- _TO BE DONE_: Word for word, quote all of the material, omitting the pictures.
** start of MATERIAL PROVIDED **
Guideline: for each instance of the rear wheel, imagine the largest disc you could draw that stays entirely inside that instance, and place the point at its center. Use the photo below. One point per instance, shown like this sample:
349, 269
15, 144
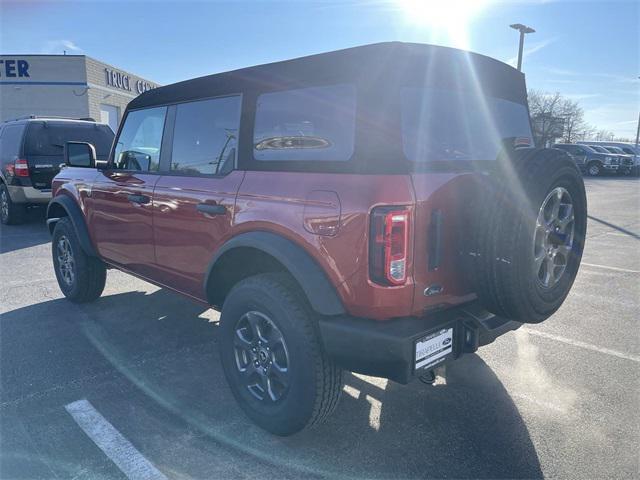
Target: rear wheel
273, 358
80, 277
10, 213
530, 231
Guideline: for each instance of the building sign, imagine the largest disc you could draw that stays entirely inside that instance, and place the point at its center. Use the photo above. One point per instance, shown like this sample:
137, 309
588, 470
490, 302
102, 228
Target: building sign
11, 68
124, 81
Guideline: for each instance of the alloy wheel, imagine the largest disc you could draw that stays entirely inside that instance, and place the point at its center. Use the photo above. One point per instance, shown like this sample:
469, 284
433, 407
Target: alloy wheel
553, 237
261, 357
66, 262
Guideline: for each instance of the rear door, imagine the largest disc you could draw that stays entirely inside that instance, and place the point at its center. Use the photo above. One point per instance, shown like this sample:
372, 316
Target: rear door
195, 198
44, 146
120, 207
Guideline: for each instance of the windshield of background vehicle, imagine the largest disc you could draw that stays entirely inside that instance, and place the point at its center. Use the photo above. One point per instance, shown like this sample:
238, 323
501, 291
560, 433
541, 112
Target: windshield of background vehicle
443, 125
48, 139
** end of MATERIAL PROVIDED **
- _TASK ANSWER_:
Guideline: for each instance of the rear wheel, imagine the largest disc you could draw that stays entirely inside that instance, and place the point at its center. Use the photo below. One point per instance, shown like this sample:
349, 269
15, 144
Target: rear wheel
273, 358
80, 277
10, 213
530, 231
Guideline: for each instance of the building sign, imagine the largest disc you could draw that stays entirely inside that instance, and place the point at its center. Use the photo above. One point per instance, shown like this sample:
137, 309
588, 470
490, 302
102, 228
Target: building sign
11, 68
124, 81
Guideline: for each instance of the alloy wheel, imagine the largest disc you could draw that stays entirely inside that instance, and place the point at its center. Use the photo above. One point per instance, shown like this sample:
469, 284
433, 407
Target: alloy wheel
553, 237
261, 357
66, 262
Guideline: for each instance of the rear door, imagine the largest disc you could draw that stays entirely inside that instance, and place the point at its center. Use the photo above. One point per instance, shown like this sample:
372, 316
Target: rear door
195, 198
44, 146
120, 207
Guideline: for each instance of the windshield of background vehicle, imagine the largest disc you could draw that stays entirely inside that instance, and place the point at its center. Use the photo above. One point per instance, shown like this sample:
238, 323
501, 291
560, 433
541, 112
Target: windshield of background vehicle
443, 125
48, 139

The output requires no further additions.